> [WRITTEN EXERCISE]:
Please write out again, word for word, the records from their first line through the line that has "pixel 87 66", with both of those lines included.

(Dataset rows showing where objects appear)
------------

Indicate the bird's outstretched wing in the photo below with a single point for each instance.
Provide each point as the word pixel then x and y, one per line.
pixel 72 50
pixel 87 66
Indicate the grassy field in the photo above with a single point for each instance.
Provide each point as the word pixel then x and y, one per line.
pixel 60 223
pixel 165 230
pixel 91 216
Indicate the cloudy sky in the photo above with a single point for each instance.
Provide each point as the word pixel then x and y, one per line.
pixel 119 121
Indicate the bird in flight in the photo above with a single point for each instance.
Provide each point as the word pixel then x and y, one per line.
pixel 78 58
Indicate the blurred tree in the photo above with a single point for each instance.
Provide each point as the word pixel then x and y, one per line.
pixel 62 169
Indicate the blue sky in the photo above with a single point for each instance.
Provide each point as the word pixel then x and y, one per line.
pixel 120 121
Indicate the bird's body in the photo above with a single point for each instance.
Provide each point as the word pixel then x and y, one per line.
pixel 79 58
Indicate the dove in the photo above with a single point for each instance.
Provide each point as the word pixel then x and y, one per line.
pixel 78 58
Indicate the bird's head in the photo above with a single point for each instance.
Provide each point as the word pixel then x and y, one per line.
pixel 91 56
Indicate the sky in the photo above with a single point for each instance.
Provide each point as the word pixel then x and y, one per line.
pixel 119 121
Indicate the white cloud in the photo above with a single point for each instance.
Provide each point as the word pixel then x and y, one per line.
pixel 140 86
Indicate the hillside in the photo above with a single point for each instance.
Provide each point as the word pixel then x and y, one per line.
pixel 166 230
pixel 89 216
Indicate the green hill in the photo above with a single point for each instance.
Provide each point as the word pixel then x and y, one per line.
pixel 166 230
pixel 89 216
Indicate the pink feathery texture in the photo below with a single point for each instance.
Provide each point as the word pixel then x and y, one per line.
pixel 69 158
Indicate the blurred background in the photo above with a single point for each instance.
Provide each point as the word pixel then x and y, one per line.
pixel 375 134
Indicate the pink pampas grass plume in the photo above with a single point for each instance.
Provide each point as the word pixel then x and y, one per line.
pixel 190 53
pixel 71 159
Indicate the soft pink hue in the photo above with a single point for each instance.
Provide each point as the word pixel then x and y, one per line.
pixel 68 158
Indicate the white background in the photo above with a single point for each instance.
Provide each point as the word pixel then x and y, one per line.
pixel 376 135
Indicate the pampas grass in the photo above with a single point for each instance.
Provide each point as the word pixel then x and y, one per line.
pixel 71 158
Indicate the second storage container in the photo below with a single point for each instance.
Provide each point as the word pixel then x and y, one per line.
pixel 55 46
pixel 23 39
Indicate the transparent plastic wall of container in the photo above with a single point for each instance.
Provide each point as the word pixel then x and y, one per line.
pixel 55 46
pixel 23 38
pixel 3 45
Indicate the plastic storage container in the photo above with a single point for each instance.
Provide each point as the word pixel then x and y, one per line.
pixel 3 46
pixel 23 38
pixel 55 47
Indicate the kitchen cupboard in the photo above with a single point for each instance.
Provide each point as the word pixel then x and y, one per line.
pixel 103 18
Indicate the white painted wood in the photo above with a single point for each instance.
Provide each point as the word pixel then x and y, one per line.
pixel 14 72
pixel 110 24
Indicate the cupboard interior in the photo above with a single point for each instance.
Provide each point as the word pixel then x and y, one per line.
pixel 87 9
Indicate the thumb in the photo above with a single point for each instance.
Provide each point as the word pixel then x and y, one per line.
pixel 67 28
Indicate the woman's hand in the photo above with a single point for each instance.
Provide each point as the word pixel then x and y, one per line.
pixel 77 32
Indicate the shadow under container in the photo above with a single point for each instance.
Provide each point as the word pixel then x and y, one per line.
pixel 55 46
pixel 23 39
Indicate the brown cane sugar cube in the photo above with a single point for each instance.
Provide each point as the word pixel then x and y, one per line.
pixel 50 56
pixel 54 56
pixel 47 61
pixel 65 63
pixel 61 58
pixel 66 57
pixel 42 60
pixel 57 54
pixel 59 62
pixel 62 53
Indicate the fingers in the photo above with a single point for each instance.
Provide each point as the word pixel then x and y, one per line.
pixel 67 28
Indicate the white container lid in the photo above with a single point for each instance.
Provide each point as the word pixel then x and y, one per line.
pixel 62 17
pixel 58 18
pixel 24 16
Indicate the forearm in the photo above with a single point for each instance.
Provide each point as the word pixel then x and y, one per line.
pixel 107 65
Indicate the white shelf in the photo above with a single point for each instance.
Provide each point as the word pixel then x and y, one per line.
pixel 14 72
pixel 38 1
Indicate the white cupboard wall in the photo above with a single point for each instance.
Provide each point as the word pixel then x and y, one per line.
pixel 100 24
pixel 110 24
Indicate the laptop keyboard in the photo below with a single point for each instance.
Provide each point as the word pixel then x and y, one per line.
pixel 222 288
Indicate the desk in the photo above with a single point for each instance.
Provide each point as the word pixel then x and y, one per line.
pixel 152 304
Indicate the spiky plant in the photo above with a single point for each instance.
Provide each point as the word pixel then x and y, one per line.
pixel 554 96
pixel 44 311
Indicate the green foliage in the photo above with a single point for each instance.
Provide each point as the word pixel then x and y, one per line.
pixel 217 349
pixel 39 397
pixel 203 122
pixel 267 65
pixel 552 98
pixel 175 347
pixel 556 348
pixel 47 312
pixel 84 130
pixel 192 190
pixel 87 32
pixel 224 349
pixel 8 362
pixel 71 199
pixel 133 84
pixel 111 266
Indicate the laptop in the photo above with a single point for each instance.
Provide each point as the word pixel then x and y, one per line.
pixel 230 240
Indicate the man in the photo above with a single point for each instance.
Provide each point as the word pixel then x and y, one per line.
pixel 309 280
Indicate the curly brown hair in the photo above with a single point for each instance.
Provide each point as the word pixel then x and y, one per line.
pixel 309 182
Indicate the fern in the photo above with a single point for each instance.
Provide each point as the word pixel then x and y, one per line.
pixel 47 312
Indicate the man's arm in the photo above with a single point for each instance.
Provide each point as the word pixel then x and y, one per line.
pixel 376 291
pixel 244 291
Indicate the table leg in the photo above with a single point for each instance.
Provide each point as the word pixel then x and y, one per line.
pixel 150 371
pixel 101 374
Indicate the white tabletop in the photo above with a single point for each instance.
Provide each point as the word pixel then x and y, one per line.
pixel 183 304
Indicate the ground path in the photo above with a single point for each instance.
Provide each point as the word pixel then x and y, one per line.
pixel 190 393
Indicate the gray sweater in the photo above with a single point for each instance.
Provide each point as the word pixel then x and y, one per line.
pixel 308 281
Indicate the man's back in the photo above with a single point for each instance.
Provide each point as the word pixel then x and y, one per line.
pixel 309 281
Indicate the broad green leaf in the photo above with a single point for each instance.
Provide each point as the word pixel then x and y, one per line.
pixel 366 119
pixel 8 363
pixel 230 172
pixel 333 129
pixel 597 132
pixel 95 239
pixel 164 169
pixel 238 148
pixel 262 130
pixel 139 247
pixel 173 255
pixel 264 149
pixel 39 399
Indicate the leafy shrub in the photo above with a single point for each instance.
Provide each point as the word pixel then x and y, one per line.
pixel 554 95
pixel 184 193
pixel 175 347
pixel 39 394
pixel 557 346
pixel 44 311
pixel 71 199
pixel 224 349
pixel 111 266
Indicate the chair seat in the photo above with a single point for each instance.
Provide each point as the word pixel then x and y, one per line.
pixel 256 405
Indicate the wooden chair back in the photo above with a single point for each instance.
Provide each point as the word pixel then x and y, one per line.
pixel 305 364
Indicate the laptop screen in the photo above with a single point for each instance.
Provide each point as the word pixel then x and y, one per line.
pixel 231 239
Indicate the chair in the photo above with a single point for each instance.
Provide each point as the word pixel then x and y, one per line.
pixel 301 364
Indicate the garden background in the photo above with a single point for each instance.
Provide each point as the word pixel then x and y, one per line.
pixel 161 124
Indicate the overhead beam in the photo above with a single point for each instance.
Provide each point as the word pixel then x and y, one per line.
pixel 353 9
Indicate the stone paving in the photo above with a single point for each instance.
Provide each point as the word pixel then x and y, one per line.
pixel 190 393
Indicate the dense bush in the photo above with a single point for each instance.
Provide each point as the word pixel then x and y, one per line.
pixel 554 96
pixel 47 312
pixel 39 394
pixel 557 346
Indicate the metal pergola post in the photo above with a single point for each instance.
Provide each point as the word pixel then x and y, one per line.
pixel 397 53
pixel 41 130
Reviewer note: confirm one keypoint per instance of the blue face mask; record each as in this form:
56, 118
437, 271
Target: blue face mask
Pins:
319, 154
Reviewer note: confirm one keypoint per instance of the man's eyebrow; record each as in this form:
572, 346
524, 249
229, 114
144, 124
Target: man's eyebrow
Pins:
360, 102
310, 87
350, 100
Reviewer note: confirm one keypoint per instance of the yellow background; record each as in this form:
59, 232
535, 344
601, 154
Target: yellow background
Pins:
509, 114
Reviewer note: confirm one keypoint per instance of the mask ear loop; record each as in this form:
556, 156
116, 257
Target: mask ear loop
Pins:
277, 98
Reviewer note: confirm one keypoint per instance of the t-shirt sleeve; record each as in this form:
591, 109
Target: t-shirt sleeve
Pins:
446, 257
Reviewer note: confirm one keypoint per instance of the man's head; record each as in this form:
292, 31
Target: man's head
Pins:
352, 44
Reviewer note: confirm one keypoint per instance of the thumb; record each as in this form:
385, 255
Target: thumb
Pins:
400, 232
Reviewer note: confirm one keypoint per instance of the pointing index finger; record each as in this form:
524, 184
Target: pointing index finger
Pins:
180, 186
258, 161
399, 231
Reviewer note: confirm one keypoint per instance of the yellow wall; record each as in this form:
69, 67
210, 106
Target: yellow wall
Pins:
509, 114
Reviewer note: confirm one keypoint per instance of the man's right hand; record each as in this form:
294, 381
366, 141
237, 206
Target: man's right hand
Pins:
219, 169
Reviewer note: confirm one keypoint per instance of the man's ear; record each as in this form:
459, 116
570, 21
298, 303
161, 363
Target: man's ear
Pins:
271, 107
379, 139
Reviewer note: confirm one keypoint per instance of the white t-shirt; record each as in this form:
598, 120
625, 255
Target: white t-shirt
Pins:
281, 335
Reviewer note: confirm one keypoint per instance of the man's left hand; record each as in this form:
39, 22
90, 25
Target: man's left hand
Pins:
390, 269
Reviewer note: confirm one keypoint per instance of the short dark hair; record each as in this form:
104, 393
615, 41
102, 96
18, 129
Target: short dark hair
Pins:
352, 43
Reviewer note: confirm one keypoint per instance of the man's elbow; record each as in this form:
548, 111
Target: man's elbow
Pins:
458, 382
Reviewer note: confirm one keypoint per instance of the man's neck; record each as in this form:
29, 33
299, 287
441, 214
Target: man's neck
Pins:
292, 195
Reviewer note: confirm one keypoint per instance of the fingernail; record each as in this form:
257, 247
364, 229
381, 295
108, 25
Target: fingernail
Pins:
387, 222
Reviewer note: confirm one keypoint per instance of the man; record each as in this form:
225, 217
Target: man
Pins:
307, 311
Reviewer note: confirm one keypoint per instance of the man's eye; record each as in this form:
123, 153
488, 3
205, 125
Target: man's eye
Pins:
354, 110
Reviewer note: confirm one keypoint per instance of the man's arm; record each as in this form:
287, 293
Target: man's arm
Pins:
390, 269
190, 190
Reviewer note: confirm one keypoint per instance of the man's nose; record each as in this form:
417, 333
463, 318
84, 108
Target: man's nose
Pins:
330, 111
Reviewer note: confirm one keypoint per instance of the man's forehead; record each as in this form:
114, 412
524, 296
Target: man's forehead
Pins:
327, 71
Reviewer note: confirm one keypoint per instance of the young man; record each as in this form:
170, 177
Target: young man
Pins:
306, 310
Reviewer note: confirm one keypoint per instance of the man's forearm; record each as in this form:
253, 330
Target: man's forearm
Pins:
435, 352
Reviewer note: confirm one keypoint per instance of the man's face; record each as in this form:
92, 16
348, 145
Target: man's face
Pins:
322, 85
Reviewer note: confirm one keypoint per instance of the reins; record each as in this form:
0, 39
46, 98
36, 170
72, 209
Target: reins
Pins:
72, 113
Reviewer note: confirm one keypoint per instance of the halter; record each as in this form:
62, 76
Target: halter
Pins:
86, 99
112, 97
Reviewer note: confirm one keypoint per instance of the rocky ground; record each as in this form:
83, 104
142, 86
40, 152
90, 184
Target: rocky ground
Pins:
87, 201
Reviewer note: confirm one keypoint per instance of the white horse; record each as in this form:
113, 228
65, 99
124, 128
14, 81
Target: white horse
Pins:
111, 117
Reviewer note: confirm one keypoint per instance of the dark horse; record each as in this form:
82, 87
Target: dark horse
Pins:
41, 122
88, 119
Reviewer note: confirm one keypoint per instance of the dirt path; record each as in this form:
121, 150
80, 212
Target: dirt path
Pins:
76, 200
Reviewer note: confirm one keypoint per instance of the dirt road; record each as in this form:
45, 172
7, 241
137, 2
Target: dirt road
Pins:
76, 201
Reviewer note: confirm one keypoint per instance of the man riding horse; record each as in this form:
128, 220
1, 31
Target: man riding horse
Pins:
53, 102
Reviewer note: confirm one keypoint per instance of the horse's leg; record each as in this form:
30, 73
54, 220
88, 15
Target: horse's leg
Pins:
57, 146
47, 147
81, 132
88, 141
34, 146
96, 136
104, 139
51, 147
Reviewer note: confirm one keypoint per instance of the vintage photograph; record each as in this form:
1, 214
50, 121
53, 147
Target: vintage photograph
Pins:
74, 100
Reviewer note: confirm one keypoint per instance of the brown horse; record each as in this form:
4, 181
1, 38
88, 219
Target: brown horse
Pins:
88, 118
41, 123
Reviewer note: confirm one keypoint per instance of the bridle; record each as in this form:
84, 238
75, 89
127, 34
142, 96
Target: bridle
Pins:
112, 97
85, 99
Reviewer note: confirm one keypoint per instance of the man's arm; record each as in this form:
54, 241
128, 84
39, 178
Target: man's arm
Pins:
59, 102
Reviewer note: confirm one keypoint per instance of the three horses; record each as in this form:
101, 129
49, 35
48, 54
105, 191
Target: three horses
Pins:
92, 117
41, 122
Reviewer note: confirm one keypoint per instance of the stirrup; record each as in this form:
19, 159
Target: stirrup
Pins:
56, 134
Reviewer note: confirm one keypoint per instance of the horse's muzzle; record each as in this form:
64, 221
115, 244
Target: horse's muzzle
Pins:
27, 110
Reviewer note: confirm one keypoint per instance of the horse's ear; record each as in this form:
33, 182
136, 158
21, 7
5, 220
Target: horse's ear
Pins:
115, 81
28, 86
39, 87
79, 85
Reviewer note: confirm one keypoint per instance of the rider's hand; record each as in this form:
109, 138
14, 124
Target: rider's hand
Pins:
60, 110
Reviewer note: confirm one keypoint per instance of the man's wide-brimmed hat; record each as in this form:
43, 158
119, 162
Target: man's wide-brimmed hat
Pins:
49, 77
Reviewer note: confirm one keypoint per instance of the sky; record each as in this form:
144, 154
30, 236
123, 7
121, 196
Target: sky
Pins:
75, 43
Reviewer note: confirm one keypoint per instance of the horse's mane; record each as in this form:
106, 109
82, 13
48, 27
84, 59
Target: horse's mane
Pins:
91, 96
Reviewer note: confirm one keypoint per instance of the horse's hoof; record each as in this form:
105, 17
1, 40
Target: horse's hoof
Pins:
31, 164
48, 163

------------

> [TASK OUTPUT]:
Indicate the bird's outstretched wing in the photo below with a single point for each instance.
Provide each point as the word pixel then x and y, one per line.
pixel 72 50
pixel 87 66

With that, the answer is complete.